§ WHAT THE EXERCISE ASKS
Please copy, exactly as they appear below, the lines from the one containing "Detect: teeth" through the one containing "Detect: blurred background building".

§ THE INPUT
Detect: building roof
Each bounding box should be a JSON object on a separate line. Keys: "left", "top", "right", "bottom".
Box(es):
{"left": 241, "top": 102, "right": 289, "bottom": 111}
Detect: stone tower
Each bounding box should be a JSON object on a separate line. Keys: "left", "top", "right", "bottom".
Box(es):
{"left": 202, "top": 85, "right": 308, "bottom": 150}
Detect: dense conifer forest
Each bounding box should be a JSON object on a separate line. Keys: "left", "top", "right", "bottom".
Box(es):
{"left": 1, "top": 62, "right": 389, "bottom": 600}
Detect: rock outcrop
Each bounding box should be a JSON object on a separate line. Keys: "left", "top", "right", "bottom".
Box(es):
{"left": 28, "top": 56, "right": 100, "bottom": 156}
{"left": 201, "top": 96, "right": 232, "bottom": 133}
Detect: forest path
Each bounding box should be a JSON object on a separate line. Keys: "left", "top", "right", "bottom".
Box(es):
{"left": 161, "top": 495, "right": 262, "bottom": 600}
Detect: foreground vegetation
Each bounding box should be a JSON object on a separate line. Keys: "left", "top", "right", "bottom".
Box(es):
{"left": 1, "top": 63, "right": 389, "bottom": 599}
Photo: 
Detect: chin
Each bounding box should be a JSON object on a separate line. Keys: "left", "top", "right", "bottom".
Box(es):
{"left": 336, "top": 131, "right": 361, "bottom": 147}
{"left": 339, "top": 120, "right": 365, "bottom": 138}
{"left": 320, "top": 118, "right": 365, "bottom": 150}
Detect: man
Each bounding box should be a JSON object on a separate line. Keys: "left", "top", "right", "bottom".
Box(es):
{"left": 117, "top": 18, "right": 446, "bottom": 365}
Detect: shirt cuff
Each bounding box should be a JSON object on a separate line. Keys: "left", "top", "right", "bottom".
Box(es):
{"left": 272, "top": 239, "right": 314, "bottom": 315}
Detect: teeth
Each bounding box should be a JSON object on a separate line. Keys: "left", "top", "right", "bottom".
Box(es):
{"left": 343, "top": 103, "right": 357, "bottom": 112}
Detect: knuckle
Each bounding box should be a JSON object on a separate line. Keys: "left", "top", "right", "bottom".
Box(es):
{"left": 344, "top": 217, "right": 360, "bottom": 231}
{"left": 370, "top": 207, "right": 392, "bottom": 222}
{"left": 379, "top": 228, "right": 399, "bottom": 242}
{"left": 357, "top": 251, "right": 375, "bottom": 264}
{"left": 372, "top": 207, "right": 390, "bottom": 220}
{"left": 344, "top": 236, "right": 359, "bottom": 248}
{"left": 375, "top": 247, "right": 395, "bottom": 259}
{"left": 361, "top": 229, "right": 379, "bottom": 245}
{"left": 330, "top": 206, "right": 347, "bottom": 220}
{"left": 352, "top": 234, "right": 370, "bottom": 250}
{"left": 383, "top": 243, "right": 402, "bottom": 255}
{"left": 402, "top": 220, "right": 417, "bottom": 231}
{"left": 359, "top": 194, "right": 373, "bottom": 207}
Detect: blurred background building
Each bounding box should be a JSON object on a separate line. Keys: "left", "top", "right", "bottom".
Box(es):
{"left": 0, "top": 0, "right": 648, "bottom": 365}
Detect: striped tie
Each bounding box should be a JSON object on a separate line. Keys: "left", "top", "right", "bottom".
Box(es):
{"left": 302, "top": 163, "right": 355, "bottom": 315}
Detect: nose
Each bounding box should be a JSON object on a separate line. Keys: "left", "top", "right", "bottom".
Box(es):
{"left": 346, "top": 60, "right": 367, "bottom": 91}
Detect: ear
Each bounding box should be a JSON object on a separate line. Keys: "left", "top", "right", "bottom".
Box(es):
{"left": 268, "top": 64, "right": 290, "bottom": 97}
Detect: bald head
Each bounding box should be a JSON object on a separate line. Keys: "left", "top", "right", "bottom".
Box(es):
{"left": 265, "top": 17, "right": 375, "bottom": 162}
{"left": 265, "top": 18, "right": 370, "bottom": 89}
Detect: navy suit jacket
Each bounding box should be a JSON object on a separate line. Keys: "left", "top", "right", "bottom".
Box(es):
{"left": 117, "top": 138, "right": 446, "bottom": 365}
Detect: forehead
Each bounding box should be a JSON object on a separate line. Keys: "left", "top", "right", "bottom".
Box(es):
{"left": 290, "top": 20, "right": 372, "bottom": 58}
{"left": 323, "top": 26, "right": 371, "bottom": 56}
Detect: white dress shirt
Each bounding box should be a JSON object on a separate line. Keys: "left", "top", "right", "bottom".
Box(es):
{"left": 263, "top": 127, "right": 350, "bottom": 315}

§ TASK OUTPUT
Detect: teeth
Each bounding box should be a JSON object on a separate line. Keys: "left", "top", "right", "bottom".
Box(es):
{"left": 343, "top": 103, "right": 357, "bottom": 112}
Detect: knuckle
Each bounding box should be a JSON object on a separate line. Keys: "left", "top", "right", "bottom".
Box(es):
{"left": 344, "top": 217, "right": 360, "bottom": 231}
{"left": 370, "top": 207, "right": 392, "bottom": 222}
{"left": 379, "top": 228, "right": 399, "bottom": 242}
{"left": 357, "top": 251, "right": 375, "bottom": 264}
{"left": 372, "top": 207, "right": 390, "bottom": 220}
{"left": 344, "top": 236, "right": 359, "bottom": 248}
{"left": 375, "top": 247, "right": 395, "bottom": 259}
{"left": 361, "top": 229, "right": 379, "bottom": 245}
{"left": 330, "top": 206, "right": 347, "bottom": 220}
{"left": 352, "top": 234, "right": 370, "bottom": 250}
{"left": 383, "top": 243, "right": 402, "bottom": 255}
{"left": 402, "top": 220, "right": 417, "bottom": 231}
{"left": 359, "top": 194, "right": 373, "bottom": 207}
Detect: blurred background building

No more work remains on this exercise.